TASK DIRECTIONS -
Print each entry in full, word for word, with no pictures in the result.

SOURCE MATERIAL -
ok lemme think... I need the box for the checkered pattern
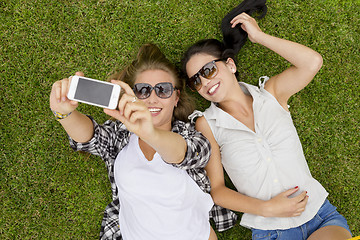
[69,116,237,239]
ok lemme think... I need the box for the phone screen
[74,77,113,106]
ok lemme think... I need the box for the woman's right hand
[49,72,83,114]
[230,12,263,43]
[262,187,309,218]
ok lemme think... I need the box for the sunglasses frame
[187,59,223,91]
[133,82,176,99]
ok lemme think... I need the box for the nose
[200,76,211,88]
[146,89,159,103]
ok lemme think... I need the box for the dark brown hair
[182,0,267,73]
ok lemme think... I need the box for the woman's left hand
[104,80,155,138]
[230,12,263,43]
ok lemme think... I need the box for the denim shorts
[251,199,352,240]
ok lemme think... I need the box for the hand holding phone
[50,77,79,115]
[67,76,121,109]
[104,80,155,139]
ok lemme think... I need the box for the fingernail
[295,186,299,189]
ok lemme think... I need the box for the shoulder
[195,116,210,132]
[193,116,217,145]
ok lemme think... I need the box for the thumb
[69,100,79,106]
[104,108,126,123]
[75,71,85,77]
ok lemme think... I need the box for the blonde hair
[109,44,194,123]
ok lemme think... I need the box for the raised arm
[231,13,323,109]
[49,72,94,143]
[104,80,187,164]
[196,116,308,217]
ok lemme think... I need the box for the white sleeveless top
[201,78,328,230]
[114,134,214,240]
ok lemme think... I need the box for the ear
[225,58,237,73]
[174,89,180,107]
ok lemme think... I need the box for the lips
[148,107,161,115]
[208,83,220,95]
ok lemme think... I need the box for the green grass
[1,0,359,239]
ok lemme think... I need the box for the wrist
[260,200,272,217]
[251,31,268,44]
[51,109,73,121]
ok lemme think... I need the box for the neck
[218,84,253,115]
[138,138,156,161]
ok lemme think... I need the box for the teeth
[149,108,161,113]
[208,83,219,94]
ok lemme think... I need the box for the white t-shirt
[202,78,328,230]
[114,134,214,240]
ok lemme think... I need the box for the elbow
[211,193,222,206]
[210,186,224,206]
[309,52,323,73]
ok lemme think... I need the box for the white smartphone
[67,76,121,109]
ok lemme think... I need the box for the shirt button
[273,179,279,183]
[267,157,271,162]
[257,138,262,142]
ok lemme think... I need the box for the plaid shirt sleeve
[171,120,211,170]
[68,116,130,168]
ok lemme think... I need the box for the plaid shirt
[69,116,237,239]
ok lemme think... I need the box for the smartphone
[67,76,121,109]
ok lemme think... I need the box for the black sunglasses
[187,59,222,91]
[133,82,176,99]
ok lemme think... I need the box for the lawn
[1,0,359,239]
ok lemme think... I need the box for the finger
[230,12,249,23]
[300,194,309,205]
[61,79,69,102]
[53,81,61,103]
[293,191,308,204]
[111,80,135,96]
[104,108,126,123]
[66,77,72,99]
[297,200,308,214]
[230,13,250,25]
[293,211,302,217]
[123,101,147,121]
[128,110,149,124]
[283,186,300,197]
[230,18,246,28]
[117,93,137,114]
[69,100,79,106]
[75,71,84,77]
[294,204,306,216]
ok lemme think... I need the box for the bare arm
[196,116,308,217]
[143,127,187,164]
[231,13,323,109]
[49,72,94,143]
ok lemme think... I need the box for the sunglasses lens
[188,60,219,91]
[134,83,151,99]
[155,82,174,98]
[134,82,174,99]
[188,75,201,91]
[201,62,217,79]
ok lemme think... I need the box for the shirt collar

RESULT -
ok lemme think... I need the box for the checkered pattern
[69,116,237,239]
ok lemme think... I need the box for the phone screen
[74,77,113,106]
ok lemme think... I need the box for the woman's right hand
[49,72,83,114]
[230,12,263,43]
[262,187,309,218]
ok lemme think... I need the box for the sunglasses frame
[187,59,223,91]
[133,82,176,99]
ok lemme think... I need the box for the nose
[200,76,211,88]
[146,89,159,103]
ok lemme think... I need the box for the dark brown hair
[182,0,267,73]
ok lemme think... I need the box for the woman's left hand
[104,80,155,138]
[230,12,263,43]
ok lemme think... I need the box for the denim shorts
[251,199,352,240]
ok lemme think... I need the box for the hand holding phone
[50,77,79,115]
[67,76,121,109]
[104,80,155,139]
ok lemme think... I need the box for the fingernail
[295,186,299,189]
ok lemme think... I need the box for the shoulder
[195,116,210,132]
[193,116,217,145]
ok lemme think... I need the box for the thumb
[69,100,79,106]
[104,108,126,123]
[75,71,85,77]
ok lemme think... I need the box for the blonde hair
[109,44,194,123]
ok lemme think... I need the box for the raised arm
[231,13,323,109]
[49,72,94,143]
[104,80,187,164]
[196,116,308,217]
ok lemme think... I need the box for the white sleeveless top
[201,78,328,230]
[114,134,214,240]
ok lemme think... I need the box for the ear
[225,58,237,73]
[174,89,180,107]
ok lemme think... I need the box for the lips
[148,107,161,115]
[208,83,220,95]
ok lemme think... I need the box for the green grass
[1,0,359,239]
ok lemme think... I need the box for the wrist
[260,200,272,217]
[251,31,268,44]
[51,109,73,121]
ok lemme think... I need the box for the neck
[218,84,253,115]
[138,138,156,161]
ok lemme think... I need the box for the teeth
[149,108,161,113]
[208,83,219,94]
ok lemme think... I need the box for the white t-shirt
[202,78,328,230]
[114,134,214,240]
ok lemme think... I need the box for the elbow
[211,193,222,206]
[210,186,224,206]
[309,52,323,73]
ok lemme think... I need the box for the white smartphone
[67,76,121,109]
ok lemme think... I need the box for the shirt button
[273,179,279,183]
[267,157,271,162]
[257,138,262,142]
ok lemme think... I need the box for the plaid shirt sleeve
[171,120,211,170]
[68,116,130,168]
ok lemme think... I need the box for the plaid shirt
[69,116,237,239]
ok lemme think... I need the box for the smartphone
[67,76,121,109]
ok lemme think... I need the box for the black sunglasses
[187,59,222,91]
[133,82,176,99]
ok lemme think... I need the box for the lawn
[1,0,359,239]
ok lemme think... I need the box for the finger
[230,12,249,23]
[300,194,309,205]
[61,79,69,102]
[53,81,61,103]
[293,191,308,204]
[111,80,135,96]
[104,108,126,123]
[66,77,72,99]
[297,200,308,214]
[230,13,250,25]
[293,211,302,217]
[123,101,147,121]
[128,110,149,124]
[283,186,300,197]
[230,18,246,28]
[117,93,137,114]
[69,100,79,106]
[75,71,84,77]
[294,204,306,216]
ok lemme think... I need the box for the bare arm
[196,116,308,217]
[143,127,187,164]
[231,13,323,109]
[49,72,94,143]
ok lemme think... I need the box for the sunglasses lens
[188,60,219,91]
[134,83,151,99]
[155,82,174,98]
[134,82,174,99]
[188,75,201,91]
[201,62,217,79]
ok lemme think... I need the box for the shirt collar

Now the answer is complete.